SELECTED PASSAGE
= = = = =
The control strategy comprises two hierarchical components. They are designated as the top and bottom hierarchy controllers in this study.

3.1. Top Hierarchy Controller

The top hierarchy controller uses a combined control scheme, that is, a combination of a GA-based self-tuning PID controller and a fuzzy logic controller. The self-tuning PID controller minimises vertical acceleration of the vehicle body, whereas the fuzzy logic controller minimises pitch acceleration as it further attenuates vertical acceleration of the vehicle body by tuning the weighting factors. By considering the limited response frequency of the executing mechanism, a second-order low-pass filter is applied to reject high-frequency force signals. The GA is used to obtain the optimal feasible parameter region for the top hierarchy controller. The proposed scheme is expressed as the sum of the PID and fuzzy controllers as follows:

\begin{matrix} F_{s i} = u_{PID f} + u_{F i} i \in [1,2], \\ F_{s i} = u_{PID r} + u_{F i} i \in [3,4], \end{matrix}

(5)

where the subscripts i ∈ [1,2, 3,4] represent the front left, front right, rear left, and rear right controllers, respectively, u_PIDf and u_PIDr denote the front and rear controller outputs for body acceleration reduction, respectively, and u_Fi denotes ith controller output, which minimises pitch acceleration and reduces vertical acceleration of the vehicle body to a certain extent.
= = = = =
GIVEN RECORDS
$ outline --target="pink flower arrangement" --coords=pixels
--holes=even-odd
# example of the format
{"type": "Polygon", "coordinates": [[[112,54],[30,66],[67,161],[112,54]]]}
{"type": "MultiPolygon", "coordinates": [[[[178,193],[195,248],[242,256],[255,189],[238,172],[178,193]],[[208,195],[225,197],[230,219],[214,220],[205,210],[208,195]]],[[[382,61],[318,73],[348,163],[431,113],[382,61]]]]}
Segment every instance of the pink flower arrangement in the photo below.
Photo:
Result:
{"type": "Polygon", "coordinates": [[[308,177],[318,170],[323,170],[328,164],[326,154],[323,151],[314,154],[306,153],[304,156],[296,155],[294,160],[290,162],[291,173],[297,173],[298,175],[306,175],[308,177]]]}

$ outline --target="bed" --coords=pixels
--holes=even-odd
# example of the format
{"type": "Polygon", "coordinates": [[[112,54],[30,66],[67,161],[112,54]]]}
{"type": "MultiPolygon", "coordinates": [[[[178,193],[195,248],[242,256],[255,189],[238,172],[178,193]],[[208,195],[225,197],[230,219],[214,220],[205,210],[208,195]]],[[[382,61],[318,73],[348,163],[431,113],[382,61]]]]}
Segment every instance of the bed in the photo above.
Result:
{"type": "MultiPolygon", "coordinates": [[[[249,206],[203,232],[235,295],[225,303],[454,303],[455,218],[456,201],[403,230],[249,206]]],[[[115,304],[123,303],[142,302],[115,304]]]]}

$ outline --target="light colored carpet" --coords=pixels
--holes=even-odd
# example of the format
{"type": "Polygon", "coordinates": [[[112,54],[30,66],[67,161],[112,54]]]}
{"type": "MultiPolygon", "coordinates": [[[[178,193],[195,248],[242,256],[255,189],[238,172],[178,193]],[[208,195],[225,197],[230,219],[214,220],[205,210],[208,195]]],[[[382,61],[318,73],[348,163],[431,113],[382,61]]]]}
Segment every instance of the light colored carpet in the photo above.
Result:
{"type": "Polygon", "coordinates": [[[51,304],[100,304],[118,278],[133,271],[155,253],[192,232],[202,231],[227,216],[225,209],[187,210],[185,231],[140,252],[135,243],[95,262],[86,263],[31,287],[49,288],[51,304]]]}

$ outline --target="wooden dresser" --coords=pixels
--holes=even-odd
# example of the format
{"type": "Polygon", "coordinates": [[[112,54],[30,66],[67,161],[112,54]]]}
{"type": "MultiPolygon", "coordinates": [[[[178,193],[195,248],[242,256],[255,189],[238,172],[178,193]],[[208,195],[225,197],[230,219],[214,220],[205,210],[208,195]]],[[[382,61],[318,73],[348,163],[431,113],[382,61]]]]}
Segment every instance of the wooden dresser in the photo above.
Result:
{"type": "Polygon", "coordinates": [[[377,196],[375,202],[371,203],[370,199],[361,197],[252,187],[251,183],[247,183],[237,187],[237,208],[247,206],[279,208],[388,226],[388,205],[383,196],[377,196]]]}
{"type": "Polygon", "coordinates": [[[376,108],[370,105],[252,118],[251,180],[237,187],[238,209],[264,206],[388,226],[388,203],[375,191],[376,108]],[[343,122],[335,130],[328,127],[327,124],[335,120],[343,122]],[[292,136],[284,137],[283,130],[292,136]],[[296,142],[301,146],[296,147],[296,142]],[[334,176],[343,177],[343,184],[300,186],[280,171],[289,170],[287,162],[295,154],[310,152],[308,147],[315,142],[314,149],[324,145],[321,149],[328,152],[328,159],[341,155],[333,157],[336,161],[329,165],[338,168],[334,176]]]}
= = = = =
PROBLEMS AND TASKS
- A) Reproduce the part of the passage on the top hierarchy controller that opens with the words containing "where the subscripts" and closes with "a certain extent.".
- B) Return every line of the rows that contains the string "dresser".

RESPONSES
- A)
where the subscripts i ∈ [1,2, 3,4] represent the front left, front right, rear left, and rear right controllers, respectively, u_PIDf and u_PIDr denote the front and rear controller outputs for body acceleration reduction, respectively, and u_Fi denotes ith controller output, which minimises pitch acceleration and reduces vertical acceleration of the vehicle body to a certain extent.

- B)
$ outline --target="wooden dresser" --coords=pixels
Segment every instance of the wooden dresser in the photo above.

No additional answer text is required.